__DIRECTION__: Count the lines in the entries below that contain the string "grain", treating uppercase and lowercase letters as distinct. Report only that number.

((

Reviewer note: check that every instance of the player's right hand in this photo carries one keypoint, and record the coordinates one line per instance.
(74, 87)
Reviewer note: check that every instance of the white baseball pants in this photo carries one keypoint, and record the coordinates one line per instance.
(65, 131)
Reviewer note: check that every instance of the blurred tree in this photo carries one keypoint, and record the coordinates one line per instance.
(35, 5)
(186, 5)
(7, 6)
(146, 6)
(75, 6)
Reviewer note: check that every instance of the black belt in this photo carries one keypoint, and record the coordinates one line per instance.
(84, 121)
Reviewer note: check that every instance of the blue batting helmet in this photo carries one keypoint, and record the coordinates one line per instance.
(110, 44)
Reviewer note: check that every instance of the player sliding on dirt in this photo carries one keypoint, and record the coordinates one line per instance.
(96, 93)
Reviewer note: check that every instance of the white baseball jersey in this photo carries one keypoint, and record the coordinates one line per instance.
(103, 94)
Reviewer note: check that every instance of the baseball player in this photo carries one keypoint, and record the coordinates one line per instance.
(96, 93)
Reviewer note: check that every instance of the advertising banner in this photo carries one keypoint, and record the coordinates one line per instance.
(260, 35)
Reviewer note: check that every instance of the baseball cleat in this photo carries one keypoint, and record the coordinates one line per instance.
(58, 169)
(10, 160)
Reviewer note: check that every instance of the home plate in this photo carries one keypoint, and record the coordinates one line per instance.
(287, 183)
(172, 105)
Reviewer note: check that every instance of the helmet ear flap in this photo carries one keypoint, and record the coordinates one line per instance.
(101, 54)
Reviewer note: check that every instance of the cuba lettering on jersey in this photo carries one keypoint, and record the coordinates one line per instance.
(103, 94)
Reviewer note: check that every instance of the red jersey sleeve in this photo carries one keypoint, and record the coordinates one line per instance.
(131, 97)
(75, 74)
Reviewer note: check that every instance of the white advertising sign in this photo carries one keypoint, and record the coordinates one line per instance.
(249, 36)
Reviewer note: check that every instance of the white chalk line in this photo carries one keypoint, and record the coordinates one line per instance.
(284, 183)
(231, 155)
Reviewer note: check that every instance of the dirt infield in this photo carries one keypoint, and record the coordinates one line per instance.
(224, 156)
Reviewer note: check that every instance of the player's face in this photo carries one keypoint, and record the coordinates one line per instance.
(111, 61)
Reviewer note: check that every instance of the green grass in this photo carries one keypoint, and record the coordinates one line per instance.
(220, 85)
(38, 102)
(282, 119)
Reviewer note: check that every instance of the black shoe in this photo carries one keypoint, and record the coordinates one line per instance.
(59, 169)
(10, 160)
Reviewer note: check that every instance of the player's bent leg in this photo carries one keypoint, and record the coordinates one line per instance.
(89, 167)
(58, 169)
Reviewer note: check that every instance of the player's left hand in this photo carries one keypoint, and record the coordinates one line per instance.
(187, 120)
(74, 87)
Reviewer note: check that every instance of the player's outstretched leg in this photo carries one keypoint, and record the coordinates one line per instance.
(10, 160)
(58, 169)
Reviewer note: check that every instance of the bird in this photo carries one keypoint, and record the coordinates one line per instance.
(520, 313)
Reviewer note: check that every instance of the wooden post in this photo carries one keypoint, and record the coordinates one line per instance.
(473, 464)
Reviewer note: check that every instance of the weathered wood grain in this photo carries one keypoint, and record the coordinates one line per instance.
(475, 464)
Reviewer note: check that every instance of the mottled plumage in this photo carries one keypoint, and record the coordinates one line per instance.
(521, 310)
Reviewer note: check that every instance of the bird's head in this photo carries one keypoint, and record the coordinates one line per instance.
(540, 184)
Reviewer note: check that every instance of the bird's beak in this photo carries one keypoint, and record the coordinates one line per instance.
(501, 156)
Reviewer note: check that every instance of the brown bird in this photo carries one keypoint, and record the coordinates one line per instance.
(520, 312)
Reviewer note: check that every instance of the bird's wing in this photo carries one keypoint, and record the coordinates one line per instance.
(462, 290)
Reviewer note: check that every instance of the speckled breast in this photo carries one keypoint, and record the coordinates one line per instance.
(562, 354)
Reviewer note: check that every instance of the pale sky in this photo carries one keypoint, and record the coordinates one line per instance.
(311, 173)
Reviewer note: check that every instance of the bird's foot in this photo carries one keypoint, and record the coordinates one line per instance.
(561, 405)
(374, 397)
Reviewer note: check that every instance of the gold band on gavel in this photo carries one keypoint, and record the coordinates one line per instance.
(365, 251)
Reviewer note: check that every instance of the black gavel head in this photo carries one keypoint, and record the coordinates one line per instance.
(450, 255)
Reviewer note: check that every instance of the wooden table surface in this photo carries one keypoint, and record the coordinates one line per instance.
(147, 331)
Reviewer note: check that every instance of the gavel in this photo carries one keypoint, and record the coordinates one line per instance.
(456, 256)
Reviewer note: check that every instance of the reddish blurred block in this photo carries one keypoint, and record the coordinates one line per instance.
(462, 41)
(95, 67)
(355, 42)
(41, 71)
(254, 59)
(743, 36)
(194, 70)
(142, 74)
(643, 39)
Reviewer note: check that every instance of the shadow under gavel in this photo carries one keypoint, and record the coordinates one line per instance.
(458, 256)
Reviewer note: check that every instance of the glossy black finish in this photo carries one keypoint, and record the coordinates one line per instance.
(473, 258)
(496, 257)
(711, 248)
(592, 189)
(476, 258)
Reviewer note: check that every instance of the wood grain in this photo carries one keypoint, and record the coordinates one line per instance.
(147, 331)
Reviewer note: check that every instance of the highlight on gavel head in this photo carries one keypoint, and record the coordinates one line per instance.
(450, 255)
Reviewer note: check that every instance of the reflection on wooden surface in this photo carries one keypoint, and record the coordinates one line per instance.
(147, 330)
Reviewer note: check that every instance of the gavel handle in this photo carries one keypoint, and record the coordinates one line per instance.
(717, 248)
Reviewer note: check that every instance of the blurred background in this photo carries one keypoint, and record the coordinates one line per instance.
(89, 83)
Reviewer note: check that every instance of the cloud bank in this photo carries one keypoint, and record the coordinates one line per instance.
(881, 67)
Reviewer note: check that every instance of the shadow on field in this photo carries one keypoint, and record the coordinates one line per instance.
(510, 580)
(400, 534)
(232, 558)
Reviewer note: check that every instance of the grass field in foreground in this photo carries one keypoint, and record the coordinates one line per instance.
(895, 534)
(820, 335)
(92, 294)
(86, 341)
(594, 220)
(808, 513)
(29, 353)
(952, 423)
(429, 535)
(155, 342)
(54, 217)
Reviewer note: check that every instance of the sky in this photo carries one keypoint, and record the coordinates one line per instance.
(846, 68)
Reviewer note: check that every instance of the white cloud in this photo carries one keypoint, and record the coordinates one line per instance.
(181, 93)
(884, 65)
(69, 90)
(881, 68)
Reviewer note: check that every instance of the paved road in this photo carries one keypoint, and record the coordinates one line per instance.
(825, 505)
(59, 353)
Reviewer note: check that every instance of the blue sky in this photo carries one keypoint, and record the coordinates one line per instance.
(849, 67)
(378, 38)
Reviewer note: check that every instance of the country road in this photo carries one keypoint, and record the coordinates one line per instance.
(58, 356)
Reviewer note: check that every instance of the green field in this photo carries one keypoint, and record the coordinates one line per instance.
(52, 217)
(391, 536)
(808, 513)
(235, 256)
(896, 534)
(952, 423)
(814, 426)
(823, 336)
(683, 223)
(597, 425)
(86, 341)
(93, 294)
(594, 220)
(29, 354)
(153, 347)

))
((

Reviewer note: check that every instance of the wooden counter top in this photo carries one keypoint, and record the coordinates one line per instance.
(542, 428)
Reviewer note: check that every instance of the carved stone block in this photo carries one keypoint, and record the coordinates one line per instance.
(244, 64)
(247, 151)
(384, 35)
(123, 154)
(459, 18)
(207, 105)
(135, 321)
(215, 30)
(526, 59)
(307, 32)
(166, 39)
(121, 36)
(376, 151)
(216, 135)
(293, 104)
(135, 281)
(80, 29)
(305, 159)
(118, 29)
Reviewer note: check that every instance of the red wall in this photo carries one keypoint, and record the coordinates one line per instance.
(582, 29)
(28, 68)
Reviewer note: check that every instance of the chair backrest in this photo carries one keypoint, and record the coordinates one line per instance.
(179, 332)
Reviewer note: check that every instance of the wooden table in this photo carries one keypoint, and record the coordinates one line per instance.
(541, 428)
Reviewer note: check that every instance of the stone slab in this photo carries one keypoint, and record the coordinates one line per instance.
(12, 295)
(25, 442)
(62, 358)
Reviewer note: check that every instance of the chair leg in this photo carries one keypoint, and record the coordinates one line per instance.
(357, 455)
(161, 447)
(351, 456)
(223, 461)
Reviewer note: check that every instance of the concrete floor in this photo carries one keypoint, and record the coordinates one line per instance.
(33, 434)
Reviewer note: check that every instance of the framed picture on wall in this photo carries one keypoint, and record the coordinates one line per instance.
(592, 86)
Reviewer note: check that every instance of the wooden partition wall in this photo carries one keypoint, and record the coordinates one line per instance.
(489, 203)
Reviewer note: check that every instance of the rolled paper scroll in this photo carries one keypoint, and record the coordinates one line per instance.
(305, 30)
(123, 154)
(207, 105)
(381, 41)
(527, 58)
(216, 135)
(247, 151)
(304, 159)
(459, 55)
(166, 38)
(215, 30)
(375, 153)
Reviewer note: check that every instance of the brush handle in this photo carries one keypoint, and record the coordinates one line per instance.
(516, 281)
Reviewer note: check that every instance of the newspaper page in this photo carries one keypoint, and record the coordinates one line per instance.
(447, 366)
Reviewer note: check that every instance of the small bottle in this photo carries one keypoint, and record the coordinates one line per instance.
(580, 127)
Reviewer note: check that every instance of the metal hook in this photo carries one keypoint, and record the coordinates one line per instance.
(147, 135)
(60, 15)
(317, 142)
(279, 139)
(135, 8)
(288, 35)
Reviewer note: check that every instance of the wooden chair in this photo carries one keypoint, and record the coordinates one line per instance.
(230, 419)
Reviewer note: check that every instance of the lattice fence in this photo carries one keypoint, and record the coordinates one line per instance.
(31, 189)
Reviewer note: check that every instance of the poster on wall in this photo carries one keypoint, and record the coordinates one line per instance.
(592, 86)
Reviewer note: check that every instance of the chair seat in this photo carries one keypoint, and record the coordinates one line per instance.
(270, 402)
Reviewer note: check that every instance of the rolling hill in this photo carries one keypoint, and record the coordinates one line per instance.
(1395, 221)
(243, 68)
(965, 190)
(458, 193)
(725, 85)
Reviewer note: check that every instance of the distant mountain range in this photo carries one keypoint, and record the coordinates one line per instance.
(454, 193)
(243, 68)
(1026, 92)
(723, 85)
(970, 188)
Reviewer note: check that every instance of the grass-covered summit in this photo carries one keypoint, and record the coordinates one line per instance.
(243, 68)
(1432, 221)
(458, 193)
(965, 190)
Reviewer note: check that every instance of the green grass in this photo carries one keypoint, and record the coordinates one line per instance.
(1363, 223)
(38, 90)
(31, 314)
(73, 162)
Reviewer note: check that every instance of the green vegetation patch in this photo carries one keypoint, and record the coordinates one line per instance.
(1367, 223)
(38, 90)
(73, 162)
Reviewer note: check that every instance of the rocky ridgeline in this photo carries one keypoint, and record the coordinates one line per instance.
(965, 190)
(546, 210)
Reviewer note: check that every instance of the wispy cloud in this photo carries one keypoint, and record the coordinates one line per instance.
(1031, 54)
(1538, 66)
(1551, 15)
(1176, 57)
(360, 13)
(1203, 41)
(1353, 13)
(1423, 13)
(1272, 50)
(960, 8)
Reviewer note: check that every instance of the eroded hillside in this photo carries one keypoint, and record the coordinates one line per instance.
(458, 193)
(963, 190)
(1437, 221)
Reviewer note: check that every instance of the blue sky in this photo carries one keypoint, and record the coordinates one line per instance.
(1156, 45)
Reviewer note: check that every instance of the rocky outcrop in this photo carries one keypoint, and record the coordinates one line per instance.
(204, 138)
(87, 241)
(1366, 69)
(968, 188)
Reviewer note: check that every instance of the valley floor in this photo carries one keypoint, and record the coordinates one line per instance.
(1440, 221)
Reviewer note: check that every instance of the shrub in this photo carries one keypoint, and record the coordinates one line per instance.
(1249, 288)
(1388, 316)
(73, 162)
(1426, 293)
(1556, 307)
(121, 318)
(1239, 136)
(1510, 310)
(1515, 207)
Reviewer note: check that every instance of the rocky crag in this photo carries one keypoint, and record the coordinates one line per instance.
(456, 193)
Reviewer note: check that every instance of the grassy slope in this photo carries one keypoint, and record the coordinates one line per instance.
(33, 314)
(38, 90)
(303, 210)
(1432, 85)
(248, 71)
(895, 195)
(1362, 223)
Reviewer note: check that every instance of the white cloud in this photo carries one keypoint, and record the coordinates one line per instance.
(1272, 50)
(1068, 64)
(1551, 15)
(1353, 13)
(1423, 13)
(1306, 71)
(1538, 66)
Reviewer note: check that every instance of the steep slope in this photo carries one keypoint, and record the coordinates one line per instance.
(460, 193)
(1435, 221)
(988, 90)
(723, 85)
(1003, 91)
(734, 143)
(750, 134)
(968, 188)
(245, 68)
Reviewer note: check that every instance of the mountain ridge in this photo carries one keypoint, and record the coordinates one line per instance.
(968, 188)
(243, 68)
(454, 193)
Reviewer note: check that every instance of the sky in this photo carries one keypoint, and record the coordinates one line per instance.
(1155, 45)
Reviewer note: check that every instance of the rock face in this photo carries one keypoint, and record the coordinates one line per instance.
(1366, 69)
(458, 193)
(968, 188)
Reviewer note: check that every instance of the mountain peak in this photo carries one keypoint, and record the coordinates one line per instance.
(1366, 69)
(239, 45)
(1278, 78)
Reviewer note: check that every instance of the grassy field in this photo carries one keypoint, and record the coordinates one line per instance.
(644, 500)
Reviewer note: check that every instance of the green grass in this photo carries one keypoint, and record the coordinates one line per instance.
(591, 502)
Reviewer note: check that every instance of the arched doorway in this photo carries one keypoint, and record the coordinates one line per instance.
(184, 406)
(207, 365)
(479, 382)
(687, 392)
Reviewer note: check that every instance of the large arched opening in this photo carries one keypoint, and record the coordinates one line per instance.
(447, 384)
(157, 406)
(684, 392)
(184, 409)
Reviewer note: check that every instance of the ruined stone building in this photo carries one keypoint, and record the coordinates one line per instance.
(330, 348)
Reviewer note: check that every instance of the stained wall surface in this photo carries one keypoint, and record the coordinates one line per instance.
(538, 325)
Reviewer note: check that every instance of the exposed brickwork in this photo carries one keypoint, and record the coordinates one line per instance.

))

__THE COMPLETED TASK__: 2